▶ [DOCUMENT EXCERPT]:
## BEGIN
At the 1904 Summer Olympics, twenty-five athletics events were contested. A total of 74 medals (25 gold, 25 silver and 24 bronze) were awarded.

Multi-event competitions, the all-around and triathlon, were introduced, along with a 56-pound weight throw, while the short steeplechase was lengthened slightly from 2500 to 2590 metres, the team race was lengthened from 5000 meters to 4 miles (), and the long steeplechase was dropped.

In all, the 25 events featured in 1904 were 2 more than were held in 1900.

A track was built specifically for the Games on the campus of Washington University in St. Louis. The cinder track was 1/3 mile in length with one long straightaway.

Medal summary

Medal table

Participating nations

233 athletes from 11 nations competed. This figure includes the athletic triathlon event, which some sources exclude.

Marathon

The marathon was the most bizarre event of the Games. It was run in brutally hot weather, over dusty roads, with horses and automobiles clearing the way and creating dust clouds.

The first to arrive at the finish line was Frederick Lorz, who actually rode the rest of the way in a car to retrieve his clothes, after dropping out after nine miles, but after the car broke down at the 19th mile, he re-entered the race and jogged back to the finish line.
## END
▶ [OBJECTIVE]:
Answer these from the 1904 Olympic athletics text:
1. How many medals in total were awarded?
2. Where was the track for the Games built?
3. After how many miles did Frederick Lorz drop out of the marathon?
The lines that come next are separate material, apart from the text.

▶ [DATA BLOCK]:
## BEGIN
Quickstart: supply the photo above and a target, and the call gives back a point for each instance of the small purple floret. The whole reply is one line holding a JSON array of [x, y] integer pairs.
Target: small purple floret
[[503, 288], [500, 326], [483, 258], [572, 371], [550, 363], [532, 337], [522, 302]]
## END
▶ [SOLUTION TO THE PROBLEM]:
1. 74
2. On the campus of Washington University in St. Louis
3. Nine miles